> _Texto dado_:
====================

Él, apuesto, alto, buen conversador, ganadero, de porte atlético, ocupaba un alto cargo público en una provincia. Ella, hija de obreros, ojos y nariz grande, alegre, una chispa de inteligencia, recién llegada de la capital, tenía su primer empleo de trabajadora social. Dieciséis años menor, tenían constantes confrontaciones en la oficina pública. Ella iba a reclamar alcantarillado y servicios para el barrio donde se construyeron las casas para los damnificados de las inundaciones. Conocía todas las necesidades, pues vivía en una de las casas recién construidas. Él apostaba que iba a conquistar a esa jovencita mandona, con aires de capitalina, hacía apuestas con sus colegas que sería una más en su palmarés.

Ella discutía y reclamaba abiertamente y lo desafiaba a visitar el barrio y cumplir con sus promesas de obras.

====================

> _Material extraído_:
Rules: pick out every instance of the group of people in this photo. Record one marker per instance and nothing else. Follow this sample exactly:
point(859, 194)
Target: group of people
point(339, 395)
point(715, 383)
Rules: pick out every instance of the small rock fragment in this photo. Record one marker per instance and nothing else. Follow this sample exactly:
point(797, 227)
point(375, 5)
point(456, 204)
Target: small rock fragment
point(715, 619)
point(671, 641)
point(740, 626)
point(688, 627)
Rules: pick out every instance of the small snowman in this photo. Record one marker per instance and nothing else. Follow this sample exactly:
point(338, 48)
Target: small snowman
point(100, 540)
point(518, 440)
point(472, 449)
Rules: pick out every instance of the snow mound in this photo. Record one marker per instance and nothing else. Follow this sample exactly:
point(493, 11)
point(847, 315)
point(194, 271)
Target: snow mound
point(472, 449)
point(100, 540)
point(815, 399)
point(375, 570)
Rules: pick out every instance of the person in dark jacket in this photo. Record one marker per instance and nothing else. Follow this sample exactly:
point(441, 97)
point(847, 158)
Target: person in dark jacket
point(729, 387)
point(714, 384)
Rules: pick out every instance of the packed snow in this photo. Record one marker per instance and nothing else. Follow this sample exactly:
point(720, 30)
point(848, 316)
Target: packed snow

====================

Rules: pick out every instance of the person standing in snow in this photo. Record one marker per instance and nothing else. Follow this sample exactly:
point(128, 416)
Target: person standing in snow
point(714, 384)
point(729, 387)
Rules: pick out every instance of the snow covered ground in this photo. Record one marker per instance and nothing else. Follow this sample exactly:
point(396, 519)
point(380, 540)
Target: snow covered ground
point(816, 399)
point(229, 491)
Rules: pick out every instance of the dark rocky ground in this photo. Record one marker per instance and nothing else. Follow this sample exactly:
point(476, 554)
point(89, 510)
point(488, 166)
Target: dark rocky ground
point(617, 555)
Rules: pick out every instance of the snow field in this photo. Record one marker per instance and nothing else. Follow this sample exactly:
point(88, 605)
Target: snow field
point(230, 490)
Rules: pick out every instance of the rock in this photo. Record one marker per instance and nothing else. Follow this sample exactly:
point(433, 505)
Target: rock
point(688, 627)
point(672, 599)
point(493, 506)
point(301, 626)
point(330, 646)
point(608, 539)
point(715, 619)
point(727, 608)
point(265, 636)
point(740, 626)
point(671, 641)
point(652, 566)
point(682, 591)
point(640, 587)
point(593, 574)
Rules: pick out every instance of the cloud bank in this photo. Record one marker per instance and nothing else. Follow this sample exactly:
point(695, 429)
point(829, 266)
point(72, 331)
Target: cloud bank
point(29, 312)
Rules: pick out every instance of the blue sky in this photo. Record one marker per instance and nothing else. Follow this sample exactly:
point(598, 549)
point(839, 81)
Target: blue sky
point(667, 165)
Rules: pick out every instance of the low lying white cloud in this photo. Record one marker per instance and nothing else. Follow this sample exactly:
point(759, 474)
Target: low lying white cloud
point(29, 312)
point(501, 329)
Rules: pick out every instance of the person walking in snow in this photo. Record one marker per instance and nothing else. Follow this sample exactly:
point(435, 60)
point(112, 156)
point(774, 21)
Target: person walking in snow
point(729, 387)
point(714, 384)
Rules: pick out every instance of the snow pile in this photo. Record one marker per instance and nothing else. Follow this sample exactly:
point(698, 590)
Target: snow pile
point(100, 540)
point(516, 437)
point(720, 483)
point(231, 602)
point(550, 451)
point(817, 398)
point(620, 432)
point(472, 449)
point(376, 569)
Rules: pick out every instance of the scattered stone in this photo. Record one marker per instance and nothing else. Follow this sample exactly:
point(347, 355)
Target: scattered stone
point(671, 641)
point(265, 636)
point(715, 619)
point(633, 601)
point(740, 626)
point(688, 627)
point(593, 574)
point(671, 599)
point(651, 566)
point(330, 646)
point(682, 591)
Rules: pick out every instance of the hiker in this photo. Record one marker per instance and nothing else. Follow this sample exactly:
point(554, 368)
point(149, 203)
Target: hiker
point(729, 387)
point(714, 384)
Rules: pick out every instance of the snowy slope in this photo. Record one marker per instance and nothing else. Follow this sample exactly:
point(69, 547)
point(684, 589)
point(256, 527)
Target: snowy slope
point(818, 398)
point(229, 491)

====================

> _Tareas pendientes_:
a) Extrae del relato el fragmento que va desde "Él, apuesto, alto, buen" hasta "promesas de obras.".
b) Según el relato, ¿qué iba ella a reclamar para el barrio en la oficina pública?
c) Resume el relato en dos oraciones.
Las entradas no cumplen ninguna función aquí.

> _Resultados_:
a)
Él, apuesto, alto, buen conversador, ganadero, de porte atlético, ocupaba un alto cargo público en una provincia. Ella, hija de obreros, ojos y nariz grande, alegre, una chispa de inteligencia, recién llegada de la capital, tenía su primer empleo de trabajadora social. Dieciséis años menor, tenían constantes confrontaciones en la oficina pública. Ella iba a reclamar alcantarillado y servicios para el barrio donde se construyeron las casas para los damnificados de las inundaciones. Conocía todas las necesidades, pues vivía en una de las casas recién construidas. Él apostaba que iba a conquistar a esa jovencita mandona, con aires de capitalina, hacía apuestas con sus colegas que sería una más en su palmarés.

Ella discutía y reclamaba abiertamente y lo desafiaba a visitar el barrio y cumplir con sus promesas de obras.

b) Alcantarillado y servicios.

c) Él, un hombre apuesto con un alto cargo público en una provincia, tenía constantes confrontaciones en la oficina pública con ella, una joven trabajadora social recién llegada de la capital que reclamaba alcantarillado y servicios para el barrio de las casas de los damnificados de las inundaciones, donde vivía. Él apostaba con sus colegas que la conquistaría, mientras ella discutía abiertamente y lo desafiaba a visitar el barrio y cumplir sus promesas de obras.